▸ **PROBLEM**
Copy every line of the items below word for word, but leave out the pictures.

[Dataset items about object locations]
— START —
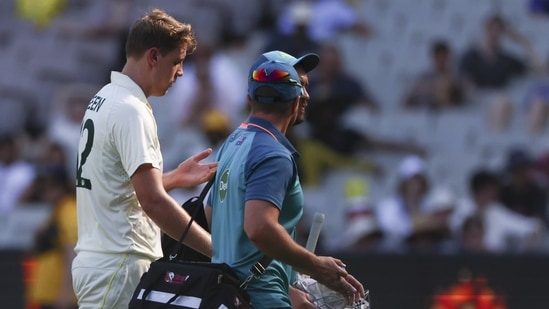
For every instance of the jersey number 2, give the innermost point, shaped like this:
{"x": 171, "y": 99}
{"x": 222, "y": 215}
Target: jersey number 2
{"x": 82, "y": 182}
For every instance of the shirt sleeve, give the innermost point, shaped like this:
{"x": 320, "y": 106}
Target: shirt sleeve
{"x": 136, "y": 140}
{"x": 269, "y": 180}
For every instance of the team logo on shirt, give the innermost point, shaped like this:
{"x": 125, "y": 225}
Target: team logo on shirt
{"x": 223, "y": 185}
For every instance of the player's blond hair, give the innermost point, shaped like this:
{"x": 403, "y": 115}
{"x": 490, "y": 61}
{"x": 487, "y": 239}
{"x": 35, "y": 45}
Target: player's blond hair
{"x": 160, "y": 30}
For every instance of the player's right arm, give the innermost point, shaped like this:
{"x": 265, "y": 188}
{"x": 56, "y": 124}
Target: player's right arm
{"x": 165, "y": 211}
{"x": 262, "y": 227}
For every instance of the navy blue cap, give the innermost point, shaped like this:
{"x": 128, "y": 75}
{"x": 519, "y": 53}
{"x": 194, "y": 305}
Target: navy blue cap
{"x": 307, "y": 62}
{"x": 278, "y": 76}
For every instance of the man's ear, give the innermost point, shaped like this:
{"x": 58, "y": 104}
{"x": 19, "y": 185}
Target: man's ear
{"x": 295, "y": 105}
{"x": 152, "y": 55}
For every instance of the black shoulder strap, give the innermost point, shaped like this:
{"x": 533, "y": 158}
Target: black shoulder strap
{"x": 256, "y": 270}
{"x": 199, "y": 200}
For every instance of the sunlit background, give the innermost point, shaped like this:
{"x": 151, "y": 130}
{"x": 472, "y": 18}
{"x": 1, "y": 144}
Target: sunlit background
— END —
▸ **WRITTEN ANSWER**
For every instance of the jersey number 2, give the innermost point, shaped like this:
{"x": 171, "y": 99}
{"x": 222, "y": 215}
Target: jersey number 2
{"x": 82, "y": 182}
For every instance of the shirt sleeve, give the innermost point, shaped like this:
{"x": 320, "y": 106}
Target: shirt sleeve
{"x": 136, "y": 140}
{"x": 269, "y": 180}
For every instance of the team logo on shirt, give the innermost point, shaped like this:
{"x": 125, "y": 225}
Target: team logo on shirt
{"x": 223, "y": 185}
For every instance of the player's blond hair, give the innermost point, shaped like this:
{"x": 403, "y": 115}
{"x": 490, "y": 61}
{"x": 487, "y": 239}
{"x": 35, "y": 45}
Target: player's blond hair
{"x": 160, "y": 30}
For every instance of the player's right arm, give the innermost point, shaped like this:
{"x": 265, "y": 188}
{"x": 56, "y": 124}
Target: player's right arm
{"x": 165, "y": 211}
{"x": 262, "y": 227}
For every instance of the navy blue cap, give the innermost point, shaped like this:
{"x": 128, "y": 75}
{"x": 519, "y": 53}
{"x": 194, "y": 305}
Target: navy blue cap
{"x": 307, "y": 62}
{"x": 278, "y": 76}
For every instance of the man's ear, give the innermost point, shaped like this:
{"x": 58, "y": 104}
{"x": 19, "y": 185}
Target: man's ear
{"x": 295, "y": 105}
{"x": 152, "y": 55}
For every instance of the black shoulder strap, give the innermost point, shaped like this:
{"x": 533, "y": 158}
Target: black shoulder strap
{"x": 256, "y": 270}
{"x": 199, "y": 200}
For every instance of the sunlit background, give the innermost point, shaped like this:
{"x": 151, "y": 130}
{"x": 472, "y": 18}
{"x": 1, "y": 144}
Target: sunlit background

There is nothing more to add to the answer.